Start of SOURCE PASSAGE

The Best of Neuroscience 2015

by author page


Hello everyone! Team MTN hopes 2016 has been going well for your brain and you. As the first post of the year, we’d like to give out our much deliberated list of the top three neuroscience articles from 2015. Our criteria: Bold, unique and beautiful. Nah, just kidding on the last one. We sought research that have dared to walk into the unknown, those that have made truly unique discoveries, and whose discovery holds the most potential for neuroscience research in 2016.


  • The Brain’s Drain:


Lymphatic system is the body’s janitor and sentinel- responsible for clearing away wastes and movement of immune cells. Scientists, unable to find the lymphatic system in the brain, had long wondered how metabolic waste and immune cells were cleared from this region. By skilfully dissecting the fine membranes enveloping the brain (meninges), Louveau et al overturned the dogma. They showed that cerebrospinal fluid drains into these lymphatic vessels, providing a route for clearance of metabolites and immune cells from the brain. The study shattered the “immune-privileged” identity of the brain, overturned decades of textbook teaching and has opened up new directions for understanding neurological disorders.

2) Brain’s building blocks decoded:


Hawrylycz et al. harnessed the genetic and anatomical information documented in the Allen Human Brain Atlas and the information of brain wiring from the Human Connectome Project,  and asked which genes and pathways are common across individuals, and therefore are responsible for shaping brain architecture. Turns out, we all share a surprisingly compact core of 32-gene expression signatures. That is, most of the patterns of gene usage across the 20,000 genes can be characterised by just 32 expression patterns. When compared with mice, some of these patterns appear unique to humans. Even more interestingly, genes regulating neuronal expression are more conserved between mice and humans, than genes associated with the cells that protect and provide support to the neurons – glia. The highly stable genes (consistent expression across different human brains) were also the ones associated with diseases (Alzheimer’s) and disorders (autism). Using the neuroimaging data from the Human Connectome Atlas, they show that the gene expression pattern in the cerebral cortex is highly correlated with “functional connectivity”. The study is not just a first step into unravelling the shaping of the brain, but it also provides a flavour of the power of high-throughput, data-driven, collaborative projects in shaping and aiding neuroscience research.

3) Animal mind-meld:


Building an organic computing device with multiple interconnected brains

Back in 2013, the neuroscientist-cum-engineer Miguel Nicolelis, director of Centre of Neuroengineering at Duke University,  had gotten a rat in Brazil sending telepathic tweets in real-time to a rat in the United States. Miguel was getting the US rat’s brain to follow its brazilian counterpart’s choices in an experimental task, simply by recording the brain activity of the Brazilian rat when it made the choice in the task and transmitting those signals to an implant in the brain of the caucasian rat. Miguel had achieved something phenomenal. He had created a central nervous system version 2.0 comprising two brains.

End of SOURCE PASSAGE
Start of DATASET ENTRIES

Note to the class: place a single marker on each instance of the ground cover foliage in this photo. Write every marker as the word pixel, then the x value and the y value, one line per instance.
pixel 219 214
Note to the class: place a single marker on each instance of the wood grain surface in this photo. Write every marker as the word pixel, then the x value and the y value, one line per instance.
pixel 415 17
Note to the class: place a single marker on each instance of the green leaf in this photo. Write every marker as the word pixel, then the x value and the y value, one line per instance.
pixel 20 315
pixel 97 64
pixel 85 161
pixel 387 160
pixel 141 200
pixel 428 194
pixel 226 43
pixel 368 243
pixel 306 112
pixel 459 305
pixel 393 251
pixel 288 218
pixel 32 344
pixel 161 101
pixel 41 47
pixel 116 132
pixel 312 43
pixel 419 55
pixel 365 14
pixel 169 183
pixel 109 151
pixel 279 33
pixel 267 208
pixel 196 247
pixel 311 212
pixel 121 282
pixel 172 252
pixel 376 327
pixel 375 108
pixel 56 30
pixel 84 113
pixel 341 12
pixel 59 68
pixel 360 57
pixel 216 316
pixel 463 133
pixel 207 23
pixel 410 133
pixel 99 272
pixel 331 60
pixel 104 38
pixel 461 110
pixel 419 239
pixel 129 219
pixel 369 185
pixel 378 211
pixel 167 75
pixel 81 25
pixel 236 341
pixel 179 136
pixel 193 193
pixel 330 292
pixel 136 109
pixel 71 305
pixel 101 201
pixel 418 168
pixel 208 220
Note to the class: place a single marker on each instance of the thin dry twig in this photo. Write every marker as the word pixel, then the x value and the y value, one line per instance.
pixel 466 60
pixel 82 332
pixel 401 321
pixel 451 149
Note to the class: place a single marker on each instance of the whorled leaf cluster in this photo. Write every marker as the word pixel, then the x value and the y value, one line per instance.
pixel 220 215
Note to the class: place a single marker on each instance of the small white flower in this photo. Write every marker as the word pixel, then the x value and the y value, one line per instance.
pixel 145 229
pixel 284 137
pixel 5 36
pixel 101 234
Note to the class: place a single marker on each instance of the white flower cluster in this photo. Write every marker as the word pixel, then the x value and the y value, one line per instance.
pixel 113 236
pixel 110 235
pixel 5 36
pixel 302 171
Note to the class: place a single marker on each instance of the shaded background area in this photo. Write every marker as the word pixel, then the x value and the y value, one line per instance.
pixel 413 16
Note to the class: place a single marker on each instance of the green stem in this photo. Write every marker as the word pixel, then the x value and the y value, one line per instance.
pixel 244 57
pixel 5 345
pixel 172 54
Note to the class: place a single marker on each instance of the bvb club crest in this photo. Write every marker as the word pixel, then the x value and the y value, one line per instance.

End of DATASET ENTRIES

— ACTIVITY —
Copy the neuroscience roundup word for word from "The Best of" to "research in 2016.". The rows stand apart from the neuroscience roundup and are unrelated to it.

— RESPONSE TO THIS EXERCISE —
The Best of Neuroscience 2015

by author page


Hello everyone! Team MTN hopes 2016 has been going well for your brain and you. As the first post of the year, we’d like to give out our much deliberated list of the top three neuroscience articles from 2015. Our criteria: Bold, unique and beautiful. Nah, just kidding on the last one. We sought research that have dared to walk into the unknown, those that have made truly unique discoveries, and whose discovery holds the most potential for neuroscience research in 2016.